## EXERCISE DATA
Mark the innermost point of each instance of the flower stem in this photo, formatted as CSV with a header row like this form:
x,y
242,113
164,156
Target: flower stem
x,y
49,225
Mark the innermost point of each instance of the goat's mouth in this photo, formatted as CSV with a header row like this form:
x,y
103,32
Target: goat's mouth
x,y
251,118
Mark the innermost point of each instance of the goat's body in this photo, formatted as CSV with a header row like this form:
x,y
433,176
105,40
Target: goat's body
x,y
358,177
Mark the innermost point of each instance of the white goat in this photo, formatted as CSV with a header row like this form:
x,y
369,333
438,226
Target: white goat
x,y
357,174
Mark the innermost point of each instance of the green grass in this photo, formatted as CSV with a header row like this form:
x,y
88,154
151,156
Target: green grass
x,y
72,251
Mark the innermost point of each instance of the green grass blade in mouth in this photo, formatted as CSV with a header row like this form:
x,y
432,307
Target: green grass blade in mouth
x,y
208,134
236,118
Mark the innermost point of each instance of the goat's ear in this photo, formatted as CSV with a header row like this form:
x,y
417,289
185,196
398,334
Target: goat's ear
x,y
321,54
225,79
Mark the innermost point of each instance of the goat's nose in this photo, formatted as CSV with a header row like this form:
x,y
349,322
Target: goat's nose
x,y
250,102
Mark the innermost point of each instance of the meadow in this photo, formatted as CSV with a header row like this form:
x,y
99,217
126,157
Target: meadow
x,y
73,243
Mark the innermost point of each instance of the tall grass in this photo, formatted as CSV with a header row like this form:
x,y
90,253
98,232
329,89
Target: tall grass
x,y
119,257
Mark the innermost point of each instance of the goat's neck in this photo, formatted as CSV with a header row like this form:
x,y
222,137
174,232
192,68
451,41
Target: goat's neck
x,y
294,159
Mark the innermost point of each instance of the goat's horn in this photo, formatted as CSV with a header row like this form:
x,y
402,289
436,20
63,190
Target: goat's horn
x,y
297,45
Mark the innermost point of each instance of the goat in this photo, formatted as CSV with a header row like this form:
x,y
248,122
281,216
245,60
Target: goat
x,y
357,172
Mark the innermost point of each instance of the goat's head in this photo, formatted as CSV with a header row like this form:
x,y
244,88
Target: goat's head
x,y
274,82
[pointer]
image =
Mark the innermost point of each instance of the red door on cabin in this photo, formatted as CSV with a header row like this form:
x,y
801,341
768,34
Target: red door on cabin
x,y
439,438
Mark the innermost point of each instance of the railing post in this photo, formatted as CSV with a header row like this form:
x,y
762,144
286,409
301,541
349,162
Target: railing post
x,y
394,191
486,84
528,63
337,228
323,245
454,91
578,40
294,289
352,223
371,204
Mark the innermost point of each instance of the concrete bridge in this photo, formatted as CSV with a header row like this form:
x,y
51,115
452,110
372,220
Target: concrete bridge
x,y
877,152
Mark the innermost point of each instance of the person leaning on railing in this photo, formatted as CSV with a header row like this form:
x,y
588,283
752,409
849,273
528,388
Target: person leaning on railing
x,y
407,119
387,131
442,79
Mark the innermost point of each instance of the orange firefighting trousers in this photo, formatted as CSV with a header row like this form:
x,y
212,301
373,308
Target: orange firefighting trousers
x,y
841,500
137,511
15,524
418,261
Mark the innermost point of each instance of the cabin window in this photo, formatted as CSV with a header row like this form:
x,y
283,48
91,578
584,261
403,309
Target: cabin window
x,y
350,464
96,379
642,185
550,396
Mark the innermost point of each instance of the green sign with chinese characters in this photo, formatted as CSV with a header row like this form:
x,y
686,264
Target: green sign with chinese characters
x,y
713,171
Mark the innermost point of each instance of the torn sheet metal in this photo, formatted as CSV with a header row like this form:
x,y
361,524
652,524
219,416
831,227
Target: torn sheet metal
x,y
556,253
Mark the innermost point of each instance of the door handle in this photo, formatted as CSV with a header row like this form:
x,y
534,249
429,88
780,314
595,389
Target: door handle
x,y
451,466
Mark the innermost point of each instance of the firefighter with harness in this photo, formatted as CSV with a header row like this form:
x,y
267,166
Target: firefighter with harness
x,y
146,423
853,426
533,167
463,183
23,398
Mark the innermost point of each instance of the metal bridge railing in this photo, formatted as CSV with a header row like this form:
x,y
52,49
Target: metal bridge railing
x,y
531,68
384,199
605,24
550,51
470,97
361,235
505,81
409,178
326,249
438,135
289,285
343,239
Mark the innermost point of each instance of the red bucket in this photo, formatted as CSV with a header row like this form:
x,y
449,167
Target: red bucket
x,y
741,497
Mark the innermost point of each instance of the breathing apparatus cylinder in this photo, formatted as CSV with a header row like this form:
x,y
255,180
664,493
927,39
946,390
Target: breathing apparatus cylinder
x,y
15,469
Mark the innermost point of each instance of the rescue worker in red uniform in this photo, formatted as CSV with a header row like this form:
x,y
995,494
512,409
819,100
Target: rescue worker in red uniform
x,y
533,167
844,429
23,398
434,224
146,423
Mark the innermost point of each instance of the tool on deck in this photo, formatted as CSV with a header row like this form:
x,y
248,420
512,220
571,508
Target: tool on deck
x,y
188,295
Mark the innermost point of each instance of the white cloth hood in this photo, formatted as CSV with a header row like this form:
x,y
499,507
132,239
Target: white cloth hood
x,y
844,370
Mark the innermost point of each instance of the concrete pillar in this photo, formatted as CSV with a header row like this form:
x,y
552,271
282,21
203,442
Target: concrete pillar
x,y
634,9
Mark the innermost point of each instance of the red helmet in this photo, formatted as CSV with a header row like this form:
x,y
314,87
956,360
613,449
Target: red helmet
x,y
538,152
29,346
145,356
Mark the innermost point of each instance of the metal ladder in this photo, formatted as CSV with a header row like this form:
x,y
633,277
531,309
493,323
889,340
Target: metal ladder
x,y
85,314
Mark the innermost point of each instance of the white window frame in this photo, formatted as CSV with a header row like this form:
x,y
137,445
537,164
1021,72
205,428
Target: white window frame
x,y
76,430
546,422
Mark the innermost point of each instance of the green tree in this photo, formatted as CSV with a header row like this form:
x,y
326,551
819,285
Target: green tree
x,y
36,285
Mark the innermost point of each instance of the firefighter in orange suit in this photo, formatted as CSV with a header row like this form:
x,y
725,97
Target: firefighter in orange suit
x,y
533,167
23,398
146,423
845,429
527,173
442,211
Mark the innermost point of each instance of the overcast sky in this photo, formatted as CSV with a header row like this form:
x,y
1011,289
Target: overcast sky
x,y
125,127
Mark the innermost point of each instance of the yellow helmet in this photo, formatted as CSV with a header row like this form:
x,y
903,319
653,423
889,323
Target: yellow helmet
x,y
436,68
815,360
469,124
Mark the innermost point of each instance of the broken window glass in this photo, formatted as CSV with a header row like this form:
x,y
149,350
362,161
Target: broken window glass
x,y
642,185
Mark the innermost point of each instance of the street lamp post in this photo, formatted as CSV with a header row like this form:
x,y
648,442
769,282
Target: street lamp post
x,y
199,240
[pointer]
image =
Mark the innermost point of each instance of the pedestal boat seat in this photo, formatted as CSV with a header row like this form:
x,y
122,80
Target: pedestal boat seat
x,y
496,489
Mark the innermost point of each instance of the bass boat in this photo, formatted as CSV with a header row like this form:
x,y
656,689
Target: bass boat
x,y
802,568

## BRIEF
Reproduce only the lines from the line containing "Mark the innermost point of each instance of the street" to the last line of the material above, both of those lines included.

## RESULT OF THIS TASK
Mark the innermost point of each instance of the street lamp post in this photo, formatted as CSV with a header row like this form:
x,y
648,442
769,282
Target: street lamp post
x,y
199,240
[pointer]
image =
Mark the innermost point of each instance of the pedestal boat seat in this photo, formatted as CSV with a header row like this form:
x,y
122,80
Target: pedestal boat seat
x,y
496,489
Mark the innermost point of each instance of the bass boat in this photo, formatted as CSV with a header row like this form:
x,y
656,689
Target: bass boat
x,y
802,568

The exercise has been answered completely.